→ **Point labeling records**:

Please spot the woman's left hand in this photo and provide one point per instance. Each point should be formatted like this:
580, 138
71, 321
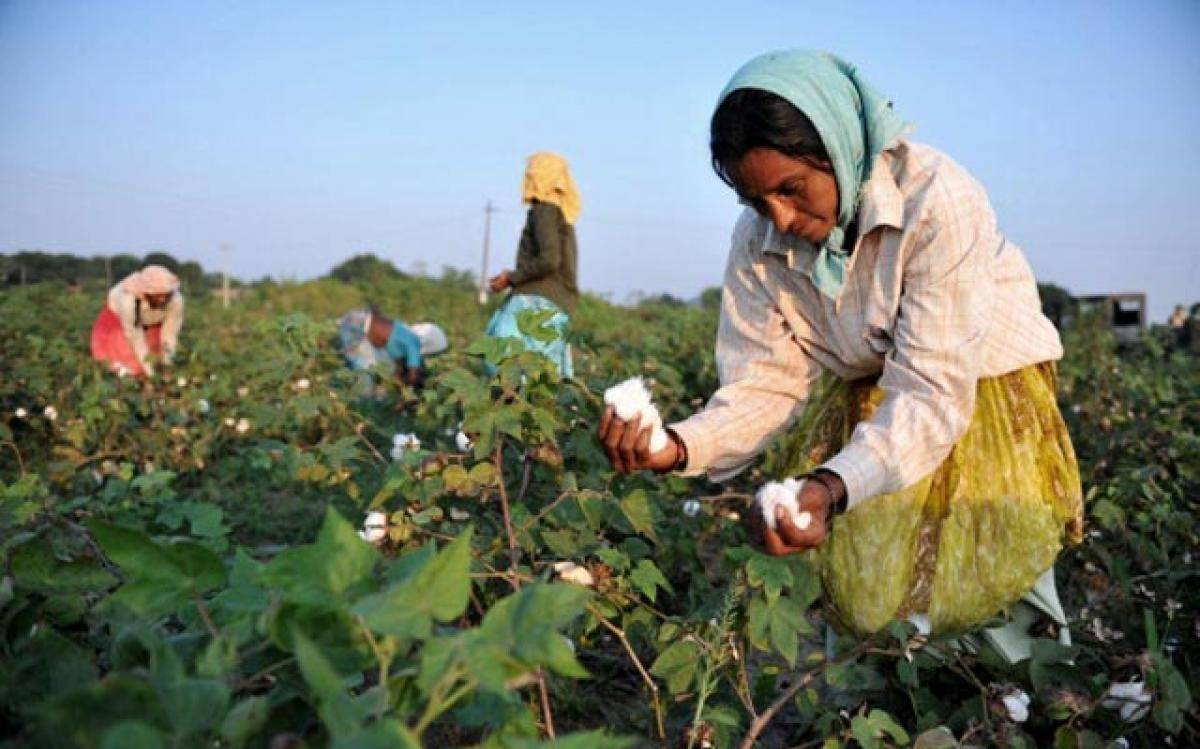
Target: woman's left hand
786, 538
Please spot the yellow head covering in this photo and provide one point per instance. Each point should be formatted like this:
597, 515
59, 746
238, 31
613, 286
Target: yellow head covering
549, 180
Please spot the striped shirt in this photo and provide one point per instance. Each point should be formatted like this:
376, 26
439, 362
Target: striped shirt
935, 298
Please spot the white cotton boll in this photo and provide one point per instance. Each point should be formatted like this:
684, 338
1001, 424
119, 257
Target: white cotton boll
463, 442
570, 571
375, 528
631, 399
783, 493
1017, 703
1131, 699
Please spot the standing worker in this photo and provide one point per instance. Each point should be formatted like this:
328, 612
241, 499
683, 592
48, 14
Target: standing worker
142, 318
547, 261
871, 301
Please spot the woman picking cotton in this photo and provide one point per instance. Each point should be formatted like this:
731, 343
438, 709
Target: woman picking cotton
142, 318
545, 279
370, 339
871, 301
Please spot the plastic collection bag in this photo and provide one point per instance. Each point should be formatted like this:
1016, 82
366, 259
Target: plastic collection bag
967, 540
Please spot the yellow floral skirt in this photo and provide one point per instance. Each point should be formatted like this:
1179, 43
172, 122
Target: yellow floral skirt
966, 540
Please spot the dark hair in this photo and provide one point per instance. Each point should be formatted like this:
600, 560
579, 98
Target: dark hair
753, 118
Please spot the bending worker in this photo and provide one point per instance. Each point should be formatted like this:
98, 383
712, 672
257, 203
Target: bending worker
142, 318
370, 339
871, 301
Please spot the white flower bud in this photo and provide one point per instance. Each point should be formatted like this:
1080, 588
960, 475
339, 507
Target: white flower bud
375, 528
1017, 703
463, 442
570, 571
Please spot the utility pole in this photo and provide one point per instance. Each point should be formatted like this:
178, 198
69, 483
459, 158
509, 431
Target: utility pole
225, 275
487, 235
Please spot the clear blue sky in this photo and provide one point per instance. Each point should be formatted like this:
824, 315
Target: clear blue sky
303, 132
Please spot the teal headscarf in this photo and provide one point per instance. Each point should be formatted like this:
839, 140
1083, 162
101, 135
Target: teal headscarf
853, 120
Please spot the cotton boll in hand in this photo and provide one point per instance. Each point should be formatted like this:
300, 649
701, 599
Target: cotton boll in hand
630, 400
786, 495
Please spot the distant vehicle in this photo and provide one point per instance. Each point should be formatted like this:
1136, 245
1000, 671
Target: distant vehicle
1123, 313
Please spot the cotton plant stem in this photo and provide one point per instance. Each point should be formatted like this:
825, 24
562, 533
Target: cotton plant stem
21, 462
760, 724
641, 669
515, 579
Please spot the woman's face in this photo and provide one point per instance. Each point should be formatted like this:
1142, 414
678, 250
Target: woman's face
157, 301
798, 197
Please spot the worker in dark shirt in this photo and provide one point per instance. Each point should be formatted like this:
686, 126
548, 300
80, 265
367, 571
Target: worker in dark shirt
547, 261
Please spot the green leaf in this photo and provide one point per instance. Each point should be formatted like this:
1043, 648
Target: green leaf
388, 733
648, 579
339, 712
771, 574
870, 729
522, 631
195, 705
132, 735
637, 510
588, 739
36, 568
163, 576
246, 719
677, 665
327, 571
441, 589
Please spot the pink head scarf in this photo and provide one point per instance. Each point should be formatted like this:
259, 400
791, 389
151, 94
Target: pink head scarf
151, 280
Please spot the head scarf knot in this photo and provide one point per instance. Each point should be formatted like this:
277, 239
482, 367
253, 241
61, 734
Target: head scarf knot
151, 280
855, 121
549, 180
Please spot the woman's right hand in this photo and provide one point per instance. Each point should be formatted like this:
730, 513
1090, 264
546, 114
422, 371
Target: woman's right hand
628, 445
499, 282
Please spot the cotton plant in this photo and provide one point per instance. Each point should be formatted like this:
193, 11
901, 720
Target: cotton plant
1132, 700
375, 528
631, 399
402, 443
1017, 705
575, 574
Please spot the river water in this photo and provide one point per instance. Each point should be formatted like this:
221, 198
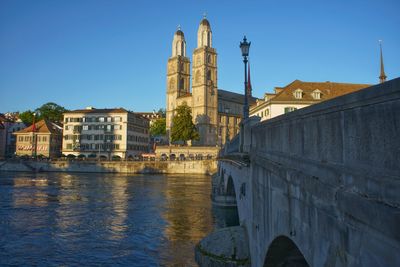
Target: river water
59, 219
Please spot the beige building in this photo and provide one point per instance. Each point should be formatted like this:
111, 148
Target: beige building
216, 113
299, 94
43, 138
106, 133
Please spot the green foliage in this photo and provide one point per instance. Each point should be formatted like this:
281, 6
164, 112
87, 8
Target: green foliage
26, 117
158, 127
50, 111
183, 128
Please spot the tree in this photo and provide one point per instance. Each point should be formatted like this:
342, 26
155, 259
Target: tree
50, 111
183, 128
158, 127
26, 117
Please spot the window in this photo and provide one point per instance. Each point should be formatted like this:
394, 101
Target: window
289, 109
316, 94
298, 94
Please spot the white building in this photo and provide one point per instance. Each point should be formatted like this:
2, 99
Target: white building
299, 94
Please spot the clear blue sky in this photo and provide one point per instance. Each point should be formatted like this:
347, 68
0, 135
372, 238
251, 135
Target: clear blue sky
98, 53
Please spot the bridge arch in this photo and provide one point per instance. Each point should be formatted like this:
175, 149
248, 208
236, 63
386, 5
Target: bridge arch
284, 252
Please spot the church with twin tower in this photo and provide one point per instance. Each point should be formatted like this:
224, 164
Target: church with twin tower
216, 113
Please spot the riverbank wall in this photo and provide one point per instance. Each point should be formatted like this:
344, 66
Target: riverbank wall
141, 167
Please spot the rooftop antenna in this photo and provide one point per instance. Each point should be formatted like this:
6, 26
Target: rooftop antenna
382, 77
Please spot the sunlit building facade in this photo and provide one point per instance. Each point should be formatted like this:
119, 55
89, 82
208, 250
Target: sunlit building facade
299, 94
42, 139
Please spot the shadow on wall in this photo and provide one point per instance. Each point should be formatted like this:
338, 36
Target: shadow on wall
284, 252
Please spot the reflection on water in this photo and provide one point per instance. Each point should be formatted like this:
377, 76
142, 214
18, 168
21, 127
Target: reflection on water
91, 219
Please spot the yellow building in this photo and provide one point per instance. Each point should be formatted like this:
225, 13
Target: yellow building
299, 94
40, 139
216, 113
107, 133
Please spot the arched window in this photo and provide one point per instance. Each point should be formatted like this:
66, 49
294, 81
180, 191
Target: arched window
197, 78
171, 84
209, 59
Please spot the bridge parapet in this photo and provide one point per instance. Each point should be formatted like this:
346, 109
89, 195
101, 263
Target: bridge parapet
321, 185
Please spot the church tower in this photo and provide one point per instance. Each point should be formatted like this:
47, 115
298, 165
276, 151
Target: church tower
178, 75
204, 86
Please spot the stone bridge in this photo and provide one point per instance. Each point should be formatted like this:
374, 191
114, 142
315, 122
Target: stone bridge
319, 186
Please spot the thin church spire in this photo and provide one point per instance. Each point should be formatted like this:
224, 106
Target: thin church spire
382, 77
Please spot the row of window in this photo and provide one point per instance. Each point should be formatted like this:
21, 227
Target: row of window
136, 147
263, 113
138, 138
29, 138
137, 129
106, 127
93, 119
93, 137
138, 121
289, 109
92, 147
229, 120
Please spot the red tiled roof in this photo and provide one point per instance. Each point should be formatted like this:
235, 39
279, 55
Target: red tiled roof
95, 110
328, 90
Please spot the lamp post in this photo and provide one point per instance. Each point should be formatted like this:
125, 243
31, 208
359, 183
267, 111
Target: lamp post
34, 137
245, 46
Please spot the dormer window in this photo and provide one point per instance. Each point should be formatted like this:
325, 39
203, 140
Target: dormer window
316, 94
298, 94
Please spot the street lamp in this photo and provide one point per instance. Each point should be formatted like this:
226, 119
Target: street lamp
34, 137
245, 47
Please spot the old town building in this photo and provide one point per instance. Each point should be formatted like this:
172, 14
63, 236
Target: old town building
299, 94
42, 138
216, 113
9, 125
107, 133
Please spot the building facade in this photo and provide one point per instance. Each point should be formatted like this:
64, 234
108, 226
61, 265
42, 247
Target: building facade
43, 138
9, 125
299, 94
106, 133
216, 113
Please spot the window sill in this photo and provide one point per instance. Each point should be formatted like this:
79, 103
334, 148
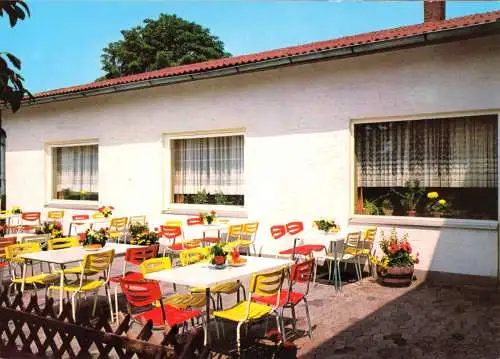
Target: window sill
195, 209
81, 205
426, 222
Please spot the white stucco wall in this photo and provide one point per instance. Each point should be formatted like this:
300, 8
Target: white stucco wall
297, 144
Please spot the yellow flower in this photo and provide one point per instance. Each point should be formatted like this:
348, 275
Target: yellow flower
432, 195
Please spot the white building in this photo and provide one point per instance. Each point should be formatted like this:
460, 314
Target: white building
288, 138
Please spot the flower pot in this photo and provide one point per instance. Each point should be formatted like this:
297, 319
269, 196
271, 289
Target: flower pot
388, 211
395, 276
219, 260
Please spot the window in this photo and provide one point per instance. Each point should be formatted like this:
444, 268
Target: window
75, 171
454, 157
208, 170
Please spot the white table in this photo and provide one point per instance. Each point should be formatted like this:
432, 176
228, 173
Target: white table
205, 276
65, 256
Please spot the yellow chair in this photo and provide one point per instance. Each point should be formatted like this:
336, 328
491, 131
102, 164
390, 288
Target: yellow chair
173, 223
118, 228
95, 262
233, 237
264, 284
61, 243
248, 234
55, 216
195, 255
12, 254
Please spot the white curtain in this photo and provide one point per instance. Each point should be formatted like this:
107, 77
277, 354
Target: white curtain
76, 168
451, 152
214, 164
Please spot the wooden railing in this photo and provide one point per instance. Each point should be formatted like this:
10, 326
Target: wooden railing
31, 330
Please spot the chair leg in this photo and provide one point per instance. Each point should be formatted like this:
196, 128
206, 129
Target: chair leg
308, 318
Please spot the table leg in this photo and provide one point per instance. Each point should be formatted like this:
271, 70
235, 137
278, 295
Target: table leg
207, 319
61, 291
25, 265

→ **WRITTEN INSTRUCTION**:
Starting at the line containing "Please spot the table" and ending with the last line of the records, repeat every line, requests included, offsetting each coordinate in the answer points by -44. Leave the requests and their sample points unchanged.

→ **SOLUTION**:
Please spot the table leg in this photo and provide one point per instance. Each point should be formatted like this:
271, 70
235, 137
278, 295
Target: table leg
163, 275
17, 247
-19, 221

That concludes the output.